Collection entries →
+-------+

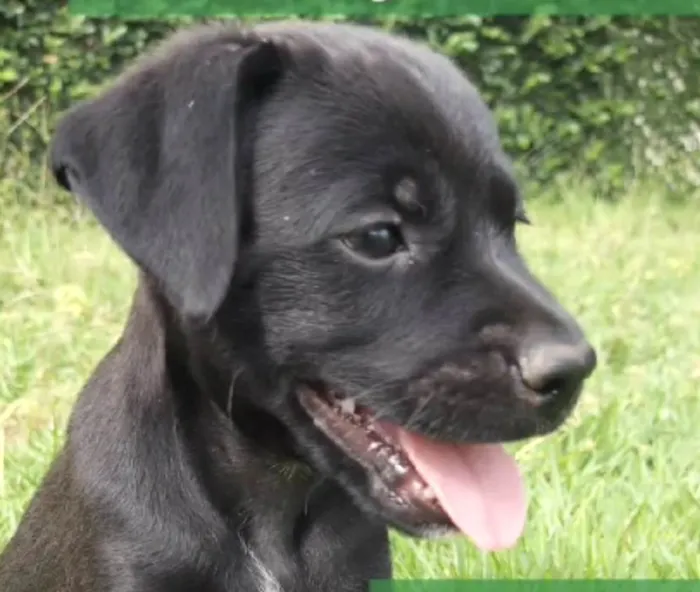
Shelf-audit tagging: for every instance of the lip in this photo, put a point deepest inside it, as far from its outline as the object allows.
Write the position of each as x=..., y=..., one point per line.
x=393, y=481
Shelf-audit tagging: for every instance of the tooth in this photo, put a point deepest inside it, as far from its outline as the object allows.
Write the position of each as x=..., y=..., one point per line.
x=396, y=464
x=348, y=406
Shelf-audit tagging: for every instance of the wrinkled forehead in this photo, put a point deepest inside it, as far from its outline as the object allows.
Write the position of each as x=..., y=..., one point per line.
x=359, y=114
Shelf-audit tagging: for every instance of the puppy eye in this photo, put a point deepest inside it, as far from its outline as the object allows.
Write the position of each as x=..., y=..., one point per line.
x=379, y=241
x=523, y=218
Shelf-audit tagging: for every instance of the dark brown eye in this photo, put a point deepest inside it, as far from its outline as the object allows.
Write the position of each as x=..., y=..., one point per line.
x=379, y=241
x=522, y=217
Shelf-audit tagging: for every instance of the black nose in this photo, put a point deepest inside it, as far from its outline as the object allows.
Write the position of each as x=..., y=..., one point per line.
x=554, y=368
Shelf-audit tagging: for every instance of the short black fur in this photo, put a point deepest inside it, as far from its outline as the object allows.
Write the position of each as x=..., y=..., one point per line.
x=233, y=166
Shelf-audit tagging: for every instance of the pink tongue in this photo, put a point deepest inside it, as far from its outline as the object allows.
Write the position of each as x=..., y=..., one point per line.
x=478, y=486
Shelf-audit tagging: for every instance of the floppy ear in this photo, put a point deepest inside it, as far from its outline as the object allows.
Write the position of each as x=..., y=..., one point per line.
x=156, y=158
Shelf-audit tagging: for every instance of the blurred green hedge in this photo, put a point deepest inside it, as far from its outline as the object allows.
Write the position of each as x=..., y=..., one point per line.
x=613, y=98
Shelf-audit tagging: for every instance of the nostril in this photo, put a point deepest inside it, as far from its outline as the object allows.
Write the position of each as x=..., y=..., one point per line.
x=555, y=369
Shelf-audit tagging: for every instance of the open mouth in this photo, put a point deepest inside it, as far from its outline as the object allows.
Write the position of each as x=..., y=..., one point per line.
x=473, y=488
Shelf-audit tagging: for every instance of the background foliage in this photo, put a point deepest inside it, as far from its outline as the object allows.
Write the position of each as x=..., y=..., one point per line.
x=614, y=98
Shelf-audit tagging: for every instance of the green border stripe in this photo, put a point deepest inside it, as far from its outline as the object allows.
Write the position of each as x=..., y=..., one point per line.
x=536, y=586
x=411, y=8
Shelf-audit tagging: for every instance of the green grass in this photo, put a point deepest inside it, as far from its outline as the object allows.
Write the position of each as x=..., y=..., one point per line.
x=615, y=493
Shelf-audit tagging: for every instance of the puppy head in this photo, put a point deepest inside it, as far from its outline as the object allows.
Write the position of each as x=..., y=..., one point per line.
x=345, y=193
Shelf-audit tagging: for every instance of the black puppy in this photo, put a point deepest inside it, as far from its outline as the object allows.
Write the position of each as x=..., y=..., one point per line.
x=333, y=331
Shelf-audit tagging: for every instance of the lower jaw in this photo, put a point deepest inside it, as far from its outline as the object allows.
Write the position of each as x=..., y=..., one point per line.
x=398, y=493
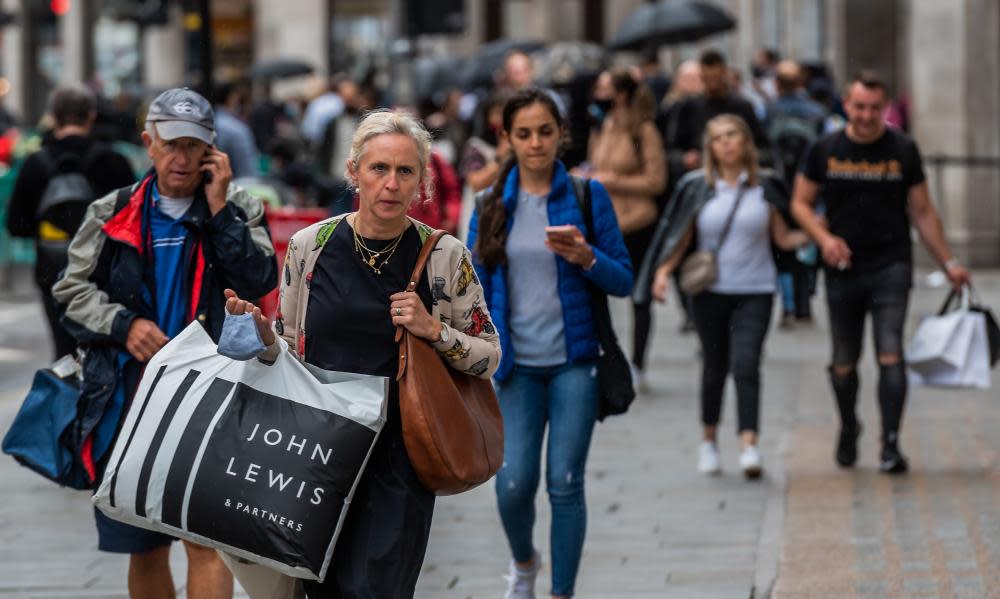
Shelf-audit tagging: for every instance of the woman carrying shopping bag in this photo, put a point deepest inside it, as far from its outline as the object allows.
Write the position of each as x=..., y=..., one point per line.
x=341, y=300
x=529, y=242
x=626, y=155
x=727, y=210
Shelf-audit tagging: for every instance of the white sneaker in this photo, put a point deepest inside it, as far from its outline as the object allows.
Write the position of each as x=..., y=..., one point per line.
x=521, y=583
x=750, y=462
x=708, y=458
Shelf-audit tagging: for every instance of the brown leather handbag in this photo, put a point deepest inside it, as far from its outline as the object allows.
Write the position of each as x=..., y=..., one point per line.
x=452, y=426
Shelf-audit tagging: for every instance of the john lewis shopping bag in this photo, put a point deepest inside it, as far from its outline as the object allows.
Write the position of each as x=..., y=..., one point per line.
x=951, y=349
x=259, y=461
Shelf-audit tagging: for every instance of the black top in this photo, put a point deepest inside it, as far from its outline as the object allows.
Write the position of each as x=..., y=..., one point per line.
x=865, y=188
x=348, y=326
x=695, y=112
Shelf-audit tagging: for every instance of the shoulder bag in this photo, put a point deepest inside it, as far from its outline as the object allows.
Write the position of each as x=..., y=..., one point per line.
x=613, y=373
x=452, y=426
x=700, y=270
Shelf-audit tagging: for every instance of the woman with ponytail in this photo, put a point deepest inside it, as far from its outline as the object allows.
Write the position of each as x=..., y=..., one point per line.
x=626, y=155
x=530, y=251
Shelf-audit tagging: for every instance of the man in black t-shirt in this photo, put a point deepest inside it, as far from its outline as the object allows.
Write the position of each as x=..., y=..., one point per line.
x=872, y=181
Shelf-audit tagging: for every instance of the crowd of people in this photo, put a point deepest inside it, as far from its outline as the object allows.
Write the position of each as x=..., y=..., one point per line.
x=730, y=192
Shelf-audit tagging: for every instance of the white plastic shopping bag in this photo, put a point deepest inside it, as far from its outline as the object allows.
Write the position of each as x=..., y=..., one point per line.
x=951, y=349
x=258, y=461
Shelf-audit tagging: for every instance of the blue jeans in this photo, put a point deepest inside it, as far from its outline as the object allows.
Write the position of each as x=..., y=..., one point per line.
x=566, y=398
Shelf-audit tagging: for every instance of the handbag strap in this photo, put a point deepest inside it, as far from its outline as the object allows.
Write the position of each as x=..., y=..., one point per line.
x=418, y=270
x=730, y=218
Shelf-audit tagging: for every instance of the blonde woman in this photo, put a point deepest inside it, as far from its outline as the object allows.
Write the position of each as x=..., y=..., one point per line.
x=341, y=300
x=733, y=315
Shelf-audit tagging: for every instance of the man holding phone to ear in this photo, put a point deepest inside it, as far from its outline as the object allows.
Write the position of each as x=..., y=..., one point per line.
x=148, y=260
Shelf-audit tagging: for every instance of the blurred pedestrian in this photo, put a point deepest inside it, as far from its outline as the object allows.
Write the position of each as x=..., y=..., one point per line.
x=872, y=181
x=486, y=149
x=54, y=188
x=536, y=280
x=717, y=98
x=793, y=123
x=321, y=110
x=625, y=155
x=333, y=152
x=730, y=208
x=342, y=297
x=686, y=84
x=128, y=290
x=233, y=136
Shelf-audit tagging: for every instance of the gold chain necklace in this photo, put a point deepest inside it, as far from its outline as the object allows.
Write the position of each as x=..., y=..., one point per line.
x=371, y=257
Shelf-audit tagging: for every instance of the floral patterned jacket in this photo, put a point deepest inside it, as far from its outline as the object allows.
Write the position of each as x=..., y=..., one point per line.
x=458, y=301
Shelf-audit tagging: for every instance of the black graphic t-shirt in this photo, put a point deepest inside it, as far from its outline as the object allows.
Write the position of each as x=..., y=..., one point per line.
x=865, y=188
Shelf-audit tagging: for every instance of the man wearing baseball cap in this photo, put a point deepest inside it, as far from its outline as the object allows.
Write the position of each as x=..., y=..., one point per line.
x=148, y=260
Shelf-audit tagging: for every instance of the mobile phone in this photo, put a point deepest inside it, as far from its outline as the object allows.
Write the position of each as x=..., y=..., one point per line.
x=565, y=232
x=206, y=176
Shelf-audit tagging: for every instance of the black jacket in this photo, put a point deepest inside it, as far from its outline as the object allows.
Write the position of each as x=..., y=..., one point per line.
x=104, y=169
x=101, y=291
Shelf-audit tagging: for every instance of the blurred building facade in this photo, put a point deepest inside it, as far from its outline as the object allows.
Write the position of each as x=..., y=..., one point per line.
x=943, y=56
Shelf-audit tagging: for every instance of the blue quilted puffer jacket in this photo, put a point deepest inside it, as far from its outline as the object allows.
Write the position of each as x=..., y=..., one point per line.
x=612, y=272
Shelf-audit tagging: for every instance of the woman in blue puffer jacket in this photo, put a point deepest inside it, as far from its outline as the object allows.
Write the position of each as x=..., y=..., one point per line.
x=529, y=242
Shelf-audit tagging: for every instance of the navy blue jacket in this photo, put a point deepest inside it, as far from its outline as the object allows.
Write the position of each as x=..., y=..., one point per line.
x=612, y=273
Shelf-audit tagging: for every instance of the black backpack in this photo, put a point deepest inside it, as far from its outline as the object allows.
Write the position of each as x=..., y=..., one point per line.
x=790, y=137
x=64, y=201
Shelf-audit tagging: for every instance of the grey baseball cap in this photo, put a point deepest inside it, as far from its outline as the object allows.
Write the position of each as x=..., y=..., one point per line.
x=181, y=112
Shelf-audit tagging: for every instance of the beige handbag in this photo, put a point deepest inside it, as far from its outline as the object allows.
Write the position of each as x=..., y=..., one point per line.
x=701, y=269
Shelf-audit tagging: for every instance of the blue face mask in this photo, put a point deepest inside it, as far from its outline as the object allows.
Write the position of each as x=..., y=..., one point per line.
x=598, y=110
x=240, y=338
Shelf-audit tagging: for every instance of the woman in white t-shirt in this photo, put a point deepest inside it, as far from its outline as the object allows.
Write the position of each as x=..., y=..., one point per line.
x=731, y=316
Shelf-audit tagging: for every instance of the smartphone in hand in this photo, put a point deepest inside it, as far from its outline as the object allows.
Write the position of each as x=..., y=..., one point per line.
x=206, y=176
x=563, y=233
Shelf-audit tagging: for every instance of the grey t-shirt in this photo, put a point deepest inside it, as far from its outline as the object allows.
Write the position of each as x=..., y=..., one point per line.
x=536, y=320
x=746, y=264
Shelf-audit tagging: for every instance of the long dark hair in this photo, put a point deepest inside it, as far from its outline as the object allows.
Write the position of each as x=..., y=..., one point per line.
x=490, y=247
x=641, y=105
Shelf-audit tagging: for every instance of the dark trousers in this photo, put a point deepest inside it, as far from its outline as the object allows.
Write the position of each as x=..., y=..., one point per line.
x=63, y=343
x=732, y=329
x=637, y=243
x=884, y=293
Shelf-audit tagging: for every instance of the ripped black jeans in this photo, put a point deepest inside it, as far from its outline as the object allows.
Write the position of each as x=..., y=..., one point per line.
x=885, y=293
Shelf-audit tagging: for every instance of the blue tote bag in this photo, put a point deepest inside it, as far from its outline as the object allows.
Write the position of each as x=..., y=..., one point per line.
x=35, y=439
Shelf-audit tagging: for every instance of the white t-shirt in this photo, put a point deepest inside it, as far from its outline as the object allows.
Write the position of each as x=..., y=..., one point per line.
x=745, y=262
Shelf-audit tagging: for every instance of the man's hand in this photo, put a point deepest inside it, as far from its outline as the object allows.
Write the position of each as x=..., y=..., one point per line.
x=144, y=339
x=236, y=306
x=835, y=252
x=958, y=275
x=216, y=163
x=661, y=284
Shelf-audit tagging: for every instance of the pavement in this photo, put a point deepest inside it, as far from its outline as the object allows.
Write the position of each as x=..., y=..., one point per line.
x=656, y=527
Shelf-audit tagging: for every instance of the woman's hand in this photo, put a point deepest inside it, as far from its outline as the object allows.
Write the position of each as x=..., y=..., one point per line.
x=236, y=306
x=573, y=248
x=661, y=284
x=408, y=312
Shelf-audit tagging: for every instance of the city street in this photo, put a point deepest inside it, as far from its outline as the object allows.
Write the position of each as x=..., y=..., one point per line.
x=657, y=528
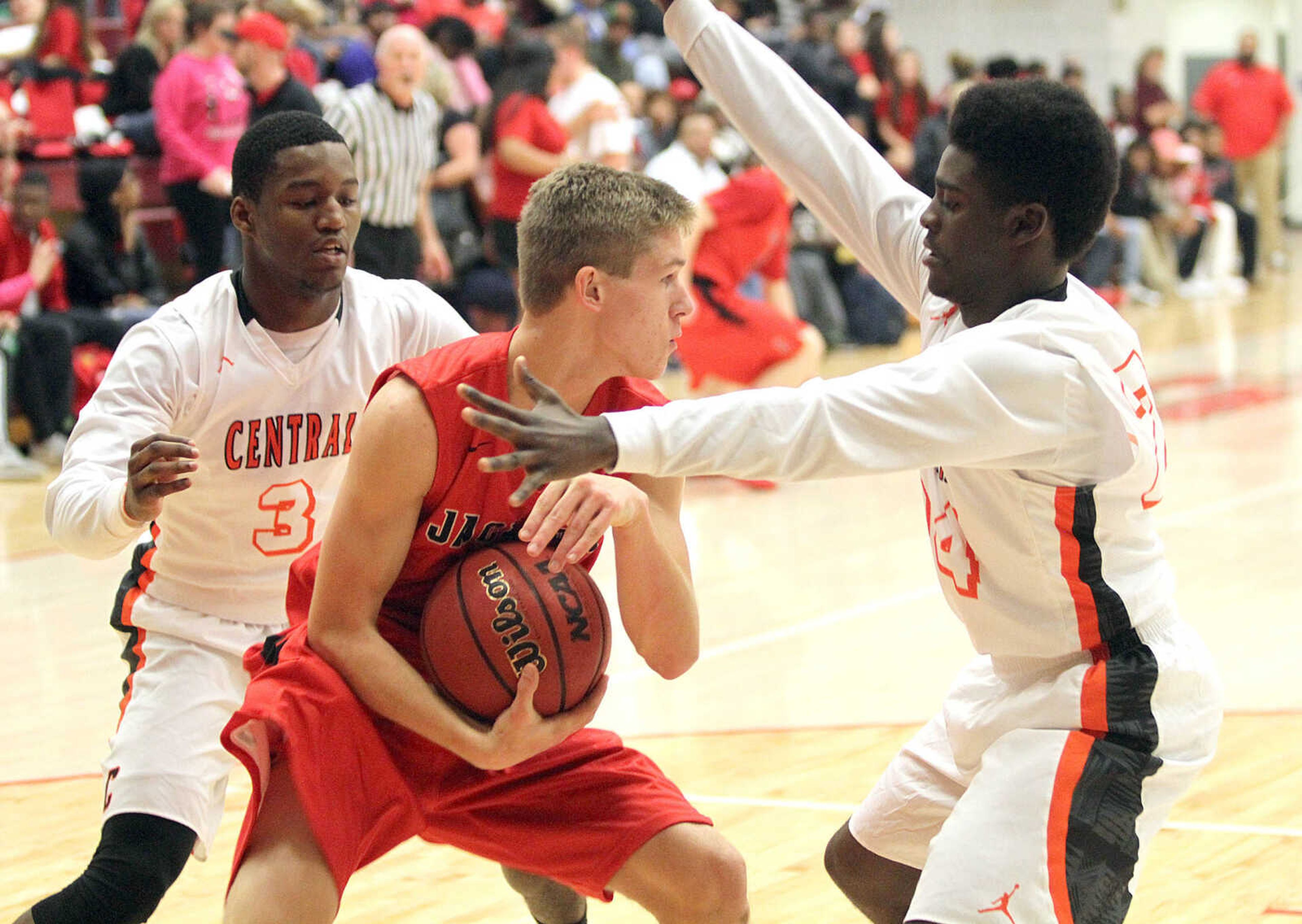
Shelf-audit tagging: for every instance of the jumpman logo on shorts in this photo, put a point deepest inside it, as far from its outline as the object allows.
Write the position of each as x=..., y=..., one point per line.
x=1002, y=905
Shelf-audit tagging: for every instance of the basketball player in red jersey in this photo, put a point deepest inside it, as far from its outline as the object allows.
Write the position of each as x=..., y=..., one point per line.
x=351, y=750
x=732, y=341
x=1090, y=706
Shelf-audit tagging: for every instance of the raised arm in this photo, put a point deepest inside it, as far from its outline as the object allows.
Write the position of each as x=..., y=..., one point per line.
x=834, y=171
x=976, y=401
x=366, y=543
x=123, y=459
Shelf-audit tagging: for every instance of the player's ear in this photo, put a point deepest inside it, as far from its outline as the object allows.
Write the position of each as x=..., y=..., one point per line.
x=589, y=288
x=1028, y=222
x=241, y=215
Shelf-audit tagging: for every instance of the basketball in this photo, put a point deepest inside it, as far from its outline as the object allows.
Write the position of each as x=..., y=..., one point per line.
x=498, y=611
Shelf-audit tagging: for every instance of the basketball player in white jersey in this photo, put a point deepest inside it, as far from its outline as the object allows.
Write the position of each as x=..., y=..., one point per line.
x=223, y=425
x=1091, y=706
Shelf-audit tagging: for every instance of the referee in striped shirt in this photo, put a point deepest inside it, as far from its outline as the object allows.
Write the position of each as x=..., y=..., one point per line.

+-------+

What to do → The answer must be every line of the records above that holds the word "shirt".

Finished exercise →
Shelf-audit tagging: for every instance of the man in black t-shirt in this photo, put a point deepest inside it, as far from its outline as the object allows.
Shelf-audit tagging: for every instance of the black graphic t-shirt in this photo, put a point deepest inside it, as far from its outline as the object allows.
Shelf-audit tagging: for every instance of the woman in white t-shirt in this photo, put a point deepest inside it, as far from its outline as the object allows.
Shelf-audit tagging: for every instance of the grey t-shirt in this photo, put a point deepest inside it, as far from its outline as the object allows.
Shelf-audit tagging: for every instance of the white t-shirt in this photo, put a point deepest inside it, as far from its outline as the object allows.
Shelf-audit tagging: for every instance of the referee in striped shirt in this photo, put a point deepest inside it, as far from its outline as the object allows.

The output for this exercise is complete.